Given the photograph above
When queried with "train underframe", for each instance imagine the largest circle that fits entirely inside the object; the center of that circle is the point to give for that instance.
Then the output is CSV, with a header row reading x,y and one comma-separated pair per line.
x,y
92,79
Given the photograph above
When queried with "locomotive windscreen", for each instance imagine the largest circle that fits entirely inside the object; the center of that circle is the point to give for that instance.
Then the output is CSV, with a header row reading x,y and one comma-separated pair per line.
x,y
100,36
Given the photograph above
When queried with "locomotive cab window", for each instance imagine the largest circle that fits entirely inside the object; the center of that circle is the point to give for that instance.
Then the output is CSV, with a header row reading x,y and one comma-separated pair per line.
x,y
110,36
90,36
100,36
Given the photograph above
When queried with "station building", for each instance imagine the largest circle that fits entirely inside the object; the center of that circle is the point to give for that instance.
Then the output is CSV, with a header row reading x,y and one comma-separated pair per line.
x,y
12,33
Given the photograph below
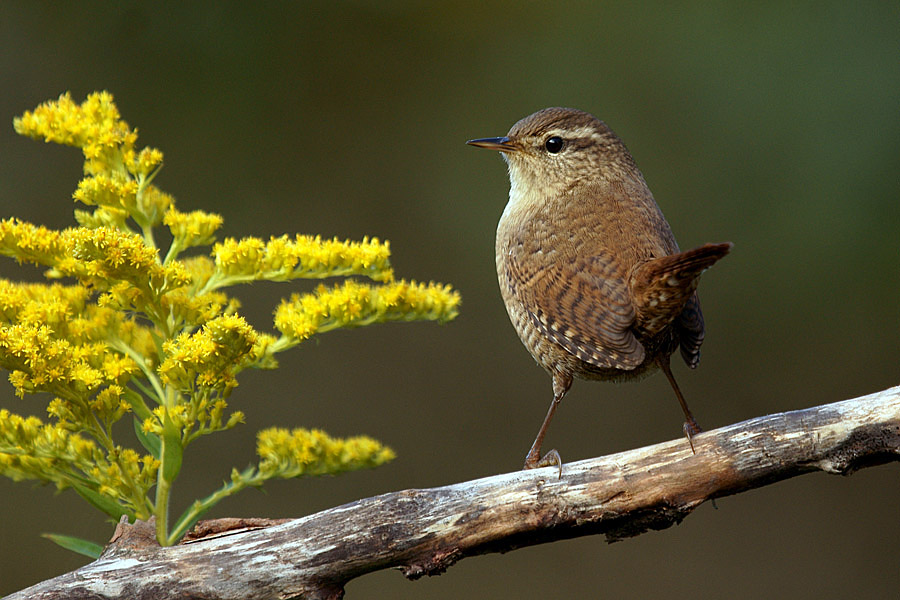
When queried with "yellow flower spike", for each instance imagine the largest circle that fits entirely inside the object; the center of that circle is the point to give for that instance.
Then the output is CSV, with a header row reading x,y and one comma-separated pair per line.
x,y
144,163
196,228
282,259
116,192
353,304
26,242
287,454
155,334
209,357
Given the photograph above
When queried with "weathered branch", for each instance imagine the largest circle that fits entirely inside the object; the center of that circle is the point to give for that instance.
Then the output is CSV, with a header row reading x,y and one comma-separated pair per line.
x,y
425,531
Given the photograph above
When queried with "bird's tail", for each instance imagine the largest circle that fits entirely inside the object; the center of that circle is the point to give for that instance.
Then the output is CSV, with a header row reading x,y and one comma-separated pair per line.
x,y
661,287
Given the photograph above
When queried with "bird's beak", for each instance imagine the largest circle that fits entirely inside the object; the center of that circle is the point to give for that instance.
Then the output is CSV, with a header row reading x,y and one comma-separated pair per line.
x,y
503,144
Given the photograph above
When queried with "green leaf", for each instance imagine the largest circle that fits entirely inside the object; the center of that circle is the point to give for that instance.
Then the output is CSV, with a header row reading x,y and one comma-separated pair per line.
x,y
171,452
149,441
85,547
104,503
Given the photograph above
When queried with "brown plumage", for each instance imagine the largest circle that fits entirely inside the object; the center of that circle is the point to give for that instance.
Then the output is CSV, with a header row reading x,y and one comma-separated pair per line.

=======

*ACTIVITY:*
Look through the material for "locomotive". Copy each line that has it.

*TASK RESULT:*
When queried with "locomotive windscreen", for each instance imagine the largest circle that fits entirely inside the object; the center of that circle is the point to give for that instance.
When queried with "locomotive cab window", for each instance imagine the largest circle that fits entirely inside the object; the center of that circle is the point to give for that instance.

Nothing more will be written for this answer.